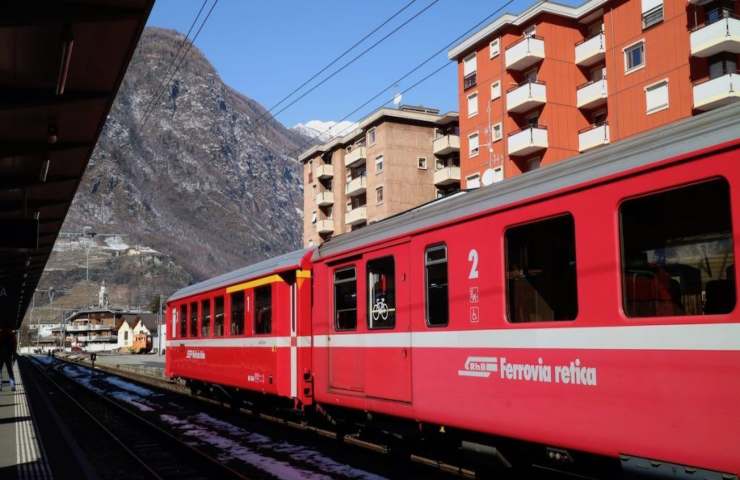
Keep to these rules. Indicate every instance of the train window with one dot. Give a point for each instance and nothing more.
(193, 319)
(263, 309)
(237, 313)
(218, 317)
(183, 320)
(437, 296)
(205, 324)
(677, 252)
(345, 299)
(381, 293)
(541, 271)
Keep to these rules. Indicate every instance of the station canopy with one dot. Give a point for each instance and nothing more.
(61, 64)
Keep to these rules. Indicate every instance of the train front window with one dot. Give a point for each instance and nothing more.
(381, 293)
(183, 321)
(345, 299)
(677, 252)
(437, 296)
(205, 326)
(193, 320)
(263, 309)
(237, 313)
(541, 271)
(218, 317)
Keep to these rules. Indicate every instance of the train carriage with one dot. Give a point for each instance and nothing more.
(245, 331)
(589, 305)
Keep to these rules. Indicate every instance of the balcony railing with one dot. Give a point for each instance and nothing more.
(324, 199)
(591, 94)
(722, 35)
(325, 226)
(593, 136)
(446, 144)
(357, 155)
(355, 216)
(356, 186)
(526, 96)
(716, 92)
(527, 140)
(447, 176)
(525, 52)
(325, 170)
(591, 50)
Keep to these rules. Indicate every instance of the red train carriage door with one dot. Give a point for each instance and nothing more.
(388, 341)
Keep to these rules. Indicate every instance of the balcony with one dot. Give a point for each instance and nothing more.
(357, 155)
(356, 186)
(591, 94)
(593, 136)
(716, 92)
(720, 36)
(446, 144)
(324, 199)
(527, 141)
(524, 53)
(525, 97)
(447, 176)
(325, 170)
(591, 51)
(356, 216)
(325, 226)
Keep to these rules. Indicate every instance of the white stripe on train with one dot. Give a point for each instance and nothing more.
(713, 336)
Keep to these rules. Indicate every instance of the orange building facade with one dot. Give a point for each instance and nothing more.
(554, 81)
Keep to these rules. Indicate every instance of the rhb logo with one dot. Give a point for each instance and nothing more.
(479, 367)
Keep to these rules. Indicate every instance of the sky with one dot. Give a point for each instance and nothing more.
(265, 49)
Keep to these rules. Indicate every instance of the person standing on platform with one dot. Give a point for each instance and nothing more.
(8, 354)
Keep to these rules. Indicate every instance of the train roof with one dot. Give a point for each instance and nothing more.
(692, 134)
(288, 261)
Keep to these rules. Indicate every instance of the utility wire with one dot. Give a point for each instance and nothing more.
(182, 60)
(353, 60)
(344, 53)
(155, 93)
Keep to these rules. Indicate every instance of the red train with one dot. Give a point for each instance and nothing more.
(584, 308)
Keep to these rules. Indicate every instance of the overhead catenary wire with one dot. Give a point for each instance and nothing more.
(160, 84)
(180, 63)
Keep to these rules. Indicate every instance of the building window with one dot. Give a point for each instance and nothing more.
(193, 319)
(263, 309)
(541, 271)
(379, 164)
(656, 97)
(472, 181)
(371, 136)
(381, 293)
(183, 320)
(237, 313)
(634, 56)
(677, 252)
(496, 90)
(437, 296)
(345, 299)
(652, 13)
(470, 66)
(205, 324)
(497, 132)
(472, 104)
(473, 147)
(494, 48)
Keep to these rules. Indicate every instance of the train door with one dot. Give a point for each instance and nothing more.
(388, 345)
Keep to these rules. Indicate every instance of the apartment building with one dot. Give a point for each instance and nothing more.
(395, 159)
(554, 81)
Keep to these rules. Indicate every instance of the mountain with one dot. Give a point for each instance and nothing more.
(208, 182)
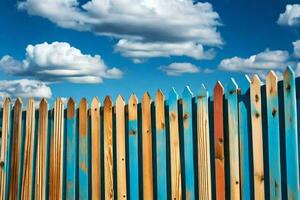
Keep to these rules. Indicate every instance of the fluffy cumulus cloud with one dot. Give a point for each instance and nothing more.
(59, 61)
(296, 45)
(24, 88)
(266, 60)
(145, 28)
(291, 16)
(177, 69)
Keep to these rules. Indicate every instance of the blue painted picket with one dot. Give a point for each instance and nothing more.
(291, 135)
(64, 154)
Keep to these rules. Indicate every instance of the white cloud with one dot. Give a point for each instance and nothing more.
(24, 88)
(59, 61)
(266, 60)
(296, 45)
(291, 16)
(141, 25)
(177, 69)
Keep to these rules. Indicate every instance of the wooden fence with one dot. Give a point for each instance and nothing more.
(236, 144)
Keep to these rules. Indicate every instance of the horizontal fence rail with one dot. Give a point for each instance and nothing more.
(238, 143)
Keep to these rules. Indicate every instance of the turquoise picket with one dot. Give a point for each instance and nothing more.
(84, 183)
(291, 137)
(71, 151)
(133, 147)
(244, 121)
(188, 140)
(233, 134)
(161, 163)
(273, 136)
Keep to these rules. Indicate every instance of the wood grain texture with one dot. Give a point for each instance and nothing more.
(133, 147)
(233, 132)
(219, 141)
(95, 149)
(121, 150)
(83, 151)
(40, 181)
(257, 138)
(108, 150)
(4, 147)
(28, 164)
(273, 136)
(71, 151)
(147, 148)
(291, 135)
(204, 166)
(188, 141)
(56, 152)
(161, 160)
(176, 185)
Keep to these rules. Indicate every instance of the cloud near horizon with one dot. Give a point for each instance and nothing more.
(59, 61)
(144, 29)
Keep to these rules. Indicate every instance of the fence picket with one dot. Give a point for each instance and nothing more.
(95, 149)
(244, 122)
(108, 150)
(233, 134)
(176, 187)
(133, 148)
(72, 151)
(161, 163)
(273, 136)
(187, 97)
(40, 182)
(291, 136)
(257, 138)
(28, 164)
(120, 148)
(56, 152)
(204, 167)
(147, 147)
(83, 150)
(219, 141)
(4, 148)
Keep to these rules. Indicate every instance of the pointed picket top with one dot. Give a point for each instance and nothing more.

▶ Your goal
For this exercise, copy the entries above exactly and skip any picture.

▶ Finished task
Keep to these rules. Indicate every instance of the train window with one dot. Give a point for each instance and nothing more.
(193, 319)
(263, 309)
(237, 313)
(218, 317)
(183, 320)
(437, 296)
(205, 324)
(677, 252)
(345, 299)
(381, 293)
(541, 271)
Keep to these rules. Indicate every instance of the station canopy with one dot. Give a point for each instance and nothing more.
(61, 64)
Keep to these rules. Indicate every instance of the train front window with one dot. Give a point for each instance and nothing more.
(381, 293)
(183, 321)
(345, 299)
(677, 252)
(437, 296)
(205, 326)
(193, 320)
(263, 309)
(237, 313)
(541, 271)
(218, 317)
Keep to these rules. Indicate every instance of the train carriage with one dot. Give a point for each instance and nothing more.
(245, 331)
(589, 305)
Keep to these rules. Indicate every instance of the balcony railing with one dot. Give a point for each instance and nothing more.
(324, 199)
(591, 94)
(722, 35)
(325, 226)
(593, 136)
(446, 144)
(357, 155)
(355, 216)
(356, 186)
(526, 96)
(716, 92)
(527, 140)
(447, 176)
(525, 52)
(325, 170)
(591, 50)
Keep to these rules. Indicate every instance of the red train carriage door with one dot. Give a point for each instance and nothing more.
(388, 341)
Keep to these rules. Indicate every instance of the balcony with one dot. Give a point for each instance and nothing more.
(357, 155)
(356, 186)
(591, 94)
(593, 136)
(716, 92)
(720, 36)
(446, 144)
(324, 199)
(527, 141)
(524, 53)
(525, 97)
(447, 176)
(325, 170)
(591, 51)
(356, 216)
(325, 226)
Keep to these rules. Indicate every instance of the white stripe on train with one dot. Give a point for each instance and nothing more.
(713, 336)
Keep to these rules. Indicate every instance of the orange building facade with one dot. Give a point for each instance and nothing more.
(554, 81)
Keep to these rules. Indicate every instance of the rhb logo with one dot. Give a point for each instance and nothing more.
(479, 367)
Keep to these rules. Indicate every instance of the sky with one dot. Give a point for each instance and nothing more.
(265, 49)
Keep to these rules. Indicate every instance of the person standing on platform with one dot. Give a point for each instance and nothing more.
(8, 354)
Keep to these rules. Indicate every instance of the train roof with one dot. Give a point for each instance and nothing more.
(692, 134)
(288, 261)
Keep to these rules. Indicate every instance of the utility wire with one dot. Give a point for each instance and nothing more.
(182, 60)
(353, 60)
(344, 53)
(155, 93)
Keep to these rules. Indicate every instance of the red train with one dot. Give a point for each instance and nothing more.
(584, 308)
Keep to these rules. Indicate every instance of the overhead catenary wire with one dot. Give a point for each instance and nothing more.
(160, 84)
(180, 63)
Keep to these rules. Indicate every instance of the building window with one dot. Give a point for each instance and nothing more.
(193, 319)
(263, 309)
(541, 271)
(379, 164)
(656, 97)
(472, 181)
(371, 136)
(381, 293)
(183, 320)
(237, 313)
(634, 56)
(677, 252)
(496, 90)
(437, 296)
(345, 299)
(652, 13)
(470, 66)
(205, 324)
(497, 132)
(472, 104)
(473, 147)
(494, 48)
Keep to these rules. Indicate every instance of the train door with one dot. Give a point for each instance and nothing more.
(388, 345)
Keep to these rules. Indicate every instance of the apartment building with one dot. Give a point for each instance and nothing more.
(395, 159)
(554, 81)
Keep to these rules. Indicate every instance of the mountain with one dot. Give a point for each instance and nothing more.
(208, 182)
Keep to these rules. Indicate every instance of the fluffy cumulus cloud with one dot. Give a point for each instance and nothing more.
(59, 61)
(296, 45)
(24, 88)
(266, 60)
(145, 28)
(291, 16)
(177, 69)
Keep to these rules. Indicate every instance of the blue painted picket with one dot. Give a point for each instance and nothing more.
(291, 135)
(64, 154)
Keep to these rules. Indicate every instance of the white cloud with one dot. Give a point for each instance and nothing more.
(24, 88)
(59, 61)
(266, 60)
(296, 45)
(291, 16)
(141, 25)
(177, 69)
Keep to these rules. Indicate every instance of the wooden fence with one dot. Give a point for each instance and nothing more.
(236, 144)
Keep to these rules. Indicate every instance of the horizontal fence rail with one dot. Give a point for each instance and nothing more.
(238, 143)
Keep to these rules. Indicate every instance of the turquoise picket with one dot. Give a point for each instance and nothing more.
(84, 183)
(291, 137)
(71, 151)
(133, 147)
(244, 121)
(188, 140)
(233, 134)
(161, 163)
(273, 136)
Keep to these rules. Indicate every instance of the wood grain texture with one dot. Give a point for each instance and nothing more.
(133, 147)
(233, 132)
(219, 141)
(95, 149)
(121, 150)
(83, 151)
(40, 181)
(257, 138)
(108, 150)
(4, 147)
(28, 164)
(273, 136)
(71, 151)
(147, 148)
(291, 135)
(204, 166)
(188, 141)
(56, 152)
(161, 160)
(176, 185)
Keep to these rules. Indicate every instance of the cloud near horizon with one dot. Give a point for each instance and nothing more.
(59, 61)
(144, 29)
Keep to these rules. Indicate every instance of the fence picket with one dot. Give a point for each instance and nothing more.
(95, 149)
(244, 122)
(108, 150)
(233, 134)
(176, 187)
(133, 148)
(72, 151)
(161, 163)
(273, 136)
(187, 97)
(40, 182)
(291, 136)
(257, 138)
(28, 164)
(120, 148)
(56, 152)
(204, 167)
(147, 147)
(83, 150)
(219, 141)
(4, 148)
Keep to these rules. Indicate every instance of the pointed picket top with one dot. Give a point for each instance and nothing more.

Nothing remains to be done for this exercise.